* What to work on:
Swap "chandelier" for "light fixture" in the data, starting with the line that contains "Where can you spot the woman in red" and going on through the line that contains "(1000, 689)". Give back only those lines, with everything else left unchanged.

***** Given information *****

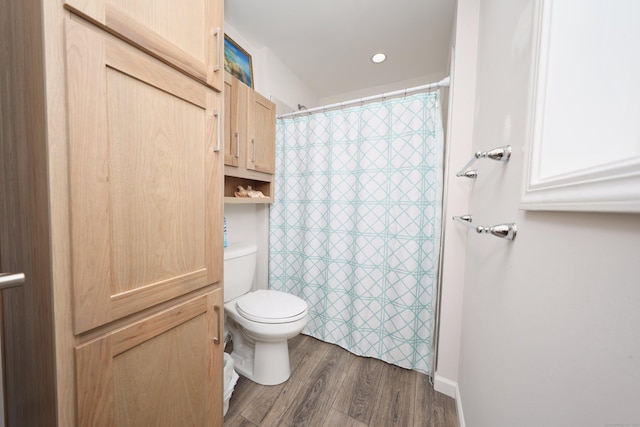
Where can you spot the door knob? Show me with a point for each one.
(10, 280)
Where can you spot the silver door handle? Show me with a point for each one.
(10, 280)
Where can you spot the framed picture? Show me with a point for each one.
(237, 61)
(584, 150)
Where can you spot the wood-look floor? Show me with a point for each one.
(331, 387)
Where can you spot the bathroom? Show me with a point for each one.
(547, 334)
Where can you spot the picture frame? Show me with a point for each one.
(237, 61)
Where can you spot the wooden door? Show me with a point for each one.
(163, 370)
(187, 34)
(145, 179)
(261, 150)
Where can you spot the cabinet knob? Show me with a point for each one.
(11, 280)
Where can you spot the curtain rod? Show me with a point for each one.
(442, 83)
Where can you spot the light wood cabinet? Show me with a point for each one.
(112, 204)
(249, 147)
(187, 35)
(261, 150)
(143, 161)
(155, 372)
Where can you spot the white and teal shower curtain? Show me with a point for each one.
(355, 224)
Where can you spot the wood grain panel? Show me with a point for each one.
(261, 149)
(146, 198)
(94, 383)
(189, 38)
(162, 370)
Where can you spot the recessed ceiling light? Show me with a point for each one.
(378, 58)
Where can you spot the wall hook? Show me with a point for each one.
(501, 154)
(504, 231)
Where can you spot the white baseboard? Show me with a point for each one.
(450, 388)
(445, 386)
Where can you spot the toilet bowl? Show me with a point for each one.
(260, 322)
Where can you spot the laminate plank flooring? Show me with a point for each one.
(331, 387)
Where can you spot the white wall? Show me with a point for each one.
(550, 324)
(273, 78)
(456, 202)
(248, 223)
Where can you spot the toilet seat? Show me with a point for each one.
(268, 306)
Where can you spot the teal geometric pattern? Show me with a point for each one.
(355, 225)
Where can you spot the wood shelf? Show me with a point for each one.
(231, 184)
(247, 200)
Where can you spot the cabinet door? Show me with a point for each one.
(261, 150)
(145, 179)
(235, 121)
(164, 370)
(186, 34)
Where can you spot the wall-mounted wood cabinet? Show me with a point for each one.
(249, 141)
(112, 207)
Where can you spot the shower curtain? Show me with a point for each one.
(355, 224)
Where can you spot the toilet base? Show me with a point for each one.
(272, 358)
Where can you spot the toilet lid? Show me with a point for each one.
(267, 306)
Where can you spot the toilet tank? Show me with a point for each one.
(239, 270)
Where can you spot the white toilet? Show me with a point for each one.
(260, 322)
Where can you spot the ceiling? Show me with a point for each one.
(328, 44)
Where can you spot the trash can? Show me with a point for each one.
(230, 380)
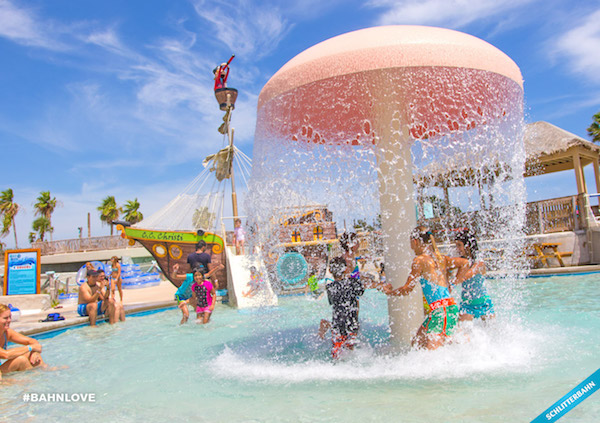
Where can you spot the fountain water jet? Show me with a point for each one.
(383, 88)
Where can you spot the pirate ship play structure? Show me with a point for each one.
(197, 213)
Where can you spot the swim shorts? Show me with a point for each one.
(477, 307)
(442, 319)
(82, 309)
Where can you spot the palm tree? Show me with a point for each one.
(109, 211)
(8, 211)
(132, 213)
(45, 207)
(594, 128)
(42, 225)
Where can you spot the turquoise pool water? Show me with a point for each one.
(269, 365)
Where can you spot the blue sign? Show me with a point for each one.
(571, 400)
(22, 272)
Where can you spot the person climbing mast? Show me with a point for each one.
(221, 73)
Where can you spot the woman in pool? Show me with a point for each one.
(430, 269)
(24, 357)
(475, 301)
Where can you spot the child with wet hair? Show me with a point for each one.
(343, 293)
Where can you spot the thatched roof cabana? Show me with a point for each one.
(552, 149)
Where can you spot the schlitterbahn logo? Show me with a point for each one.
(572, 399)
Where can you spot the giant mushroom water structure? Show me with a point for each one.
(385, 89)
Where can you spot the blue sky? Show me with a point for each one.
(115, 97)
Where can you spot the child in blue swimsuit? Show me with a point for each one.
(475, 301)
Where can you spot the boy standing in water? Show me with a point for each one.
(342, 293)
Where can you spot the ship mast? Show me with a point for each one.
(226, 98)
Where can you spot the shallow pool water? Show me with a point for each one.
(268, 365)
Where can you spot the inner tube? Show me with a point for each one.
(292, 268)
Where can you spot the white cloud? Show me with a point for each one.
(581, 46)
(448, 13)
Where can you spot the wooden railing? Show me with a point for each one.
(555, 215)
(78, 245)
(546, 216)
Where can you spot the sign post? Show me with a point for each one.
(22, 271)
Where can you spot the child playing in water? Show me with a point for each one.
(475, 301)
(255, 284)
(342, 293)
(204, 295)
(430, 269)
(184, 294)
(239, 236)
(115, 284)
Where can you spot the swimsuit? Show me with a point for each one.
(203, 297)
(475, 299)
(184, 292)
(5, 343)
(82, 309)
(443, 317)
(343, 296)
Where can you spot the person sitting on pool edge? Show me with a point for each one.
(92, 300)
(342, 293)
(24, 357)
(430, 269)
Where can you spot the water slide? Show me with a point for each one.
(238, 278)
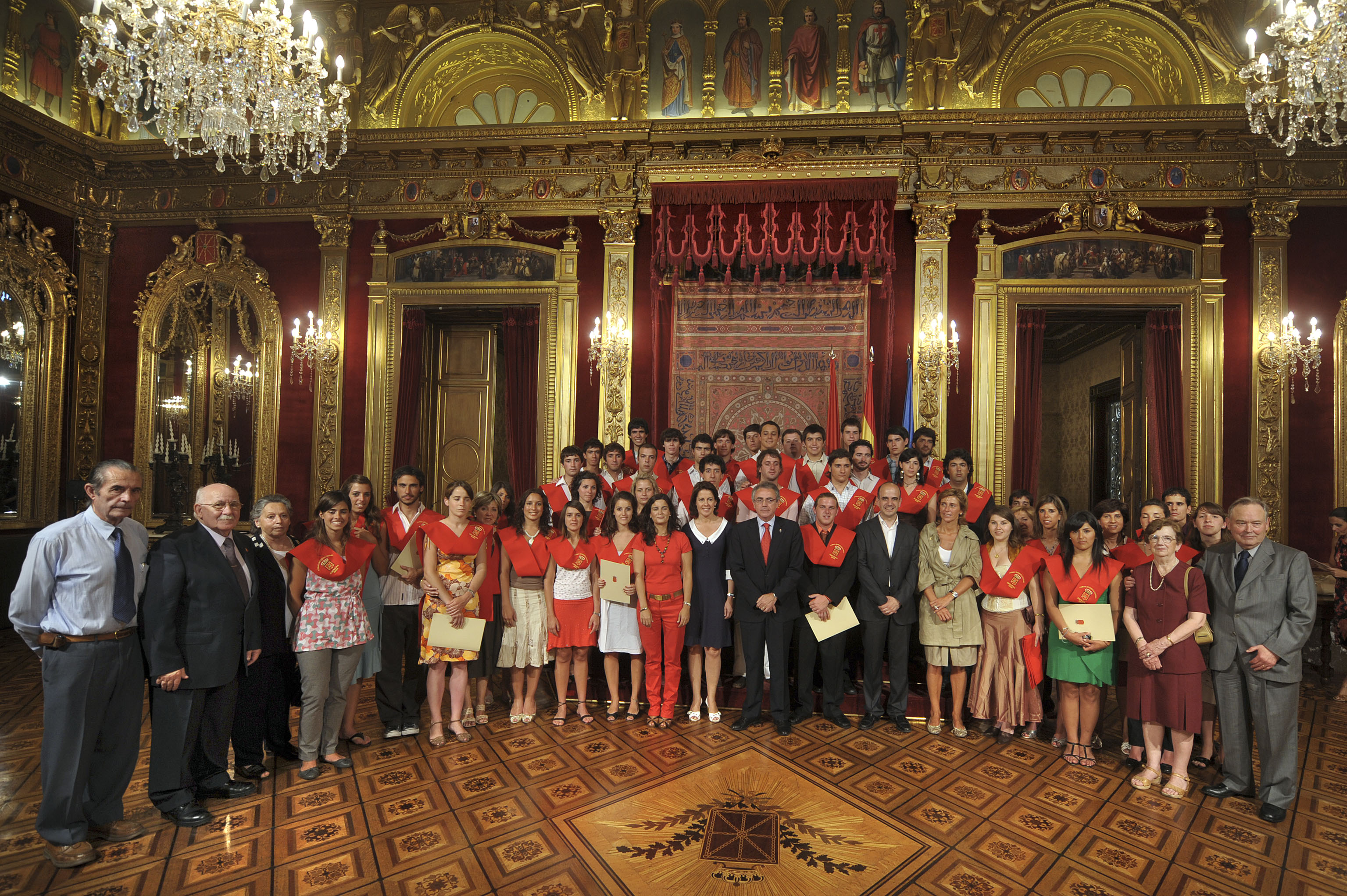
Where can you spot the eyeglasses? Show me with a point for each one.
(219, 507)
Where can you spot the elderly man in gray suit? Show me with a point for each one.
(1263, 611)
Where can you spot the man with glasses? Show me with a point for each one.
(201, 624)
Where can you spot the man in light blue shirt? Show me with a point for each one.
(76, 607)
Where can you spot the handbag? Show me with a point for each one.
(1203, 635)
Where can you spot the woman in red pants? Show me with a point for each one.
(663, 564)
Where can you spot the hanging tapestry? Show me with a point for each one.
(747, 353)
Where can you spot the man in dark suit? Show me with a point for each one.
(201, 624)
(887, 607)
(765, 558)
(829, 575)
(1263, 612)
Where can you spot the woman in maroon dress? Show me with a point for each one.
(1163, 611)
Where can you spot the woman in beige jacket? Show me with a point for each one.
(949, 621)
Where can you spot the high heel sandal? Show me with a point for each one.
(1172, 791)
(1141, 782)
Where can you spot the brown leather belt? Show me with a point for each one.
(57, 642)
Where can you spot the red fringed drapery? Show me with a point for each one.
(1028, 399)
(797, 229)
(1164, 398)
(407, 432)
(520, 346)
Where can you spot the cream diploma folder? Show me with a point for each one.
(1096, 619)
(442, 634)
(840, 620)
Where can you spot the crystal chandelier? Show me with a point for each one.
(222, 72)
(1286, 353)
(1297, 89)
(314, 347)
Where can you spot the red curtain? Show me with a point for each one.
(407, 433)
(1028, 399)
(520, 346)
(1164, 398)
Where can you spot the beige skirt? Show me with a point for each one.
(526, 642)
(1000, 689)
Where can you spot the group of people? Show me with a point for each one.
(650, 552)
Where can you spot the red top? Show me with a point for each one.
(665, 569)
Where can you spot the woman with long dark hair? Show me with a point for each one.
(456, 556)
(326, 581)
(663, 564)
(573, 612)
(1081, 662)
(523, 607)
(620, 630)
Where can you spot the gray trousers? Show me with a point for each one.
(92, 696)
(1272, 708)
(325, 675)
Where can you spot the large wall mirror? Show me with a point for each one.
(36, 301)
(209, 383)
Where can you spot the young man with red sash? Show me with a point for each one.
(854, 502)
(400, 682)
(647, 461)
(560, 492)
(829, 576)
(925, 443)
(770, 471)
(958, 465)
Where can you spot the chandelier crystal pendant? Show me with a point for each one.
(214, 75)
(1297, 89)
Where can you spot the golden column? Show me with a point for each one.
(615, 383)
(333, 243)
(1269, 454)
(933, 275)
(95, 242)
(709, 71)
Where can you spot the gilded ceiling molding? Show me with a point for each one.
(41, 293)
(93, 239)
(333, 243)
(1269, 452)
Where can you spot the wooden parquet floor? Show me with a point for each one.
(620, 807)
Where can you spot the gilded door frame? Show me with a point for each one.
(996, 313)
(558, 340)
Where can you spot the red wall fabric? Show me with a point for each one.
(1315, 289)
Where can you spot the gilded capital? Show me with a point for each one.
(95, 236)
(1272, 218)
(619, 225)
(333, 231)
(933, 220)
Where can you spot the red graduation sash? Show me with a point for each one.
(328, 564)
(465, 545)
(569, 557)
(916, 500)
(1089, 588)
(1013, 584)
(833, 553)
(527, 560)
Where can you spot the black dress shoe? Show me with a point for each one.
(1222, 791)
(1273, 814)
(233, 790)
(190, 816)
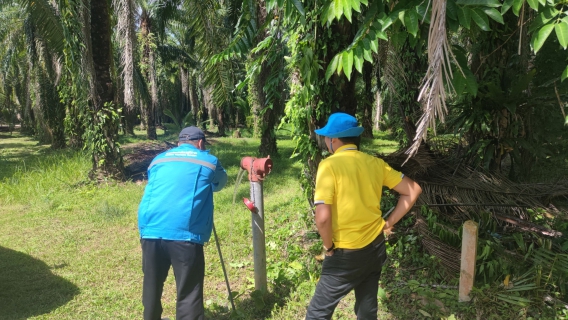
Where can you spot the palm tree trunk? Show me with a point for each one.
(148, 60)
(106, 160)
(184, 90)
(367, 102)
(193, 99)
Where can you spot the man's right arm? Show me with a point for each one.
(409, 191)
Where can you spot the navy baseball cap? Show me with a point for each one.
(340, 125)
(191, 133)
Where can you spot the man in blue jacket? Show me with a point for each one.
(175, 219)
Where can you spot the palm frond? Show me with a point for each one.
(44, 16)
(205, 22)
(432, 93)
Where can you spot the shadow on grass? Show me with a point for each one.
(28, 288)
(256, 306)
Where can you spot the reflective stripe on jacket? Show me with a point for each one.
(178, 200)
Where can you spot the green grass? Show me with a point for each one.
(69, 249)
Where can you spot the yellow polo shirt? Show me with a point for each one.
(351, 182)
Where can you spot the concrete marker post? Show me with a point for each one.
(257, 169)
(468, 256)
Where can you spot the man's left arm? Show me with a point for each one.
(323, 222)
(220, 179)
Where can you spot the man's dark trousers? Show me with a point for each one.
(345, 271)
(189, 269)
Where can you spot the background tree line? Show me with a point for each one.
(75, 72)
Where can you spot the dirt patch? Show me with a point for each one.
(138, 156)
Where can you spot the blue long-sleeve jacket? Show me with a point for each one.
(178, 200)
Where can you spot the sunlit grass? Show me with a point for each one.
(72, 247)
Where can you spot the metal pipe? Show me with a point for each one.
(223, 266)
(258, 238)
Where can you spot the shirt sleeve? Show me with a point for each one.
(391, 177)
(220, 179)
(325, 185)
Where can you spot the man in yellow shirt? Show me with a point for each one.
(348, 192)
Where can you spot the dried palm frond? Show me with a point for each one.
(393, 73)
(432, 93)
(461, 191)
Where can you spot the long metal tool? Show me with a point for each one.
(223, 265)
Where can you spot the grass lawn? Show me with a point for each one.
(69, 249)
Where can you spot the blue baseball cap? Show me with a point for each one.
(340, 125)
(191, 133)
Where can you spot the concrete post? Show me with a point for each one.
(468, 255)
(258, 239)
(257, 169)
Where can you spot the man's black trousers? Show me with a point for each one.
(189, 269)
(345, 271)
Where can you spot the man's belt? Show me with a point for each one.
(380, 238)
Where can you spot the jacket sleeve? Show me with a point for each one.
(220, 179)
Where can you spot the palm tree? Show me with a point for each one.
(31, 65)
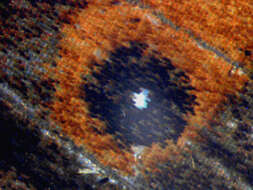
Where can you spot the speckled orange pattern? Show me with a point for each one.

*****

* Solution to this task:
Where can you spot the woman in red pants? Show me with a point for each one.
(663, 564)
Where can you spot the hanging tapestry? Show me with a point for each one.
(747, 353)
Where can you spot the man in dark suit? Show me with a point for each one.
(201, 624)
(887, 607)
(765, 558)
(829, 575)
(1263, 612)
Where can you spot the woman in maroon dress? Show me with a point for each one.
(1163, 611)
Where can you spot the woman in beige jacket? Show me with a point for each one.
(949, 621)
Where can you spot the high heel sandal? Show me with a point for each one.
(1172, 791)
(1141, 782)
Where can you spot the brown leather belt? Show me with a point for each one.
(57, 642)
Where can you spot the red fringed drapery? Show me with a point for each one.
(1028, 399)
(797, 229)
(1164, 398)
(407, 432)
(520, 346)
Where can you spot the cream diploma folder? Show me with a point for each one.
(1096, 619)
(442, 634)
(840, 620)
Where can you spot the crystal light fixture? Show me with a point for each one.
(222, 72)
(1286, 353)
(1297, 89)
(314, 347)
Where can you spot the red curtain? Show me with a point for each one.
(407, 433)
(1028, 399)
(520, 346)
(1164, 398)
Where can you spot the beige skirt? Show me with a point for each one.
(526, 642)
(1000, 689)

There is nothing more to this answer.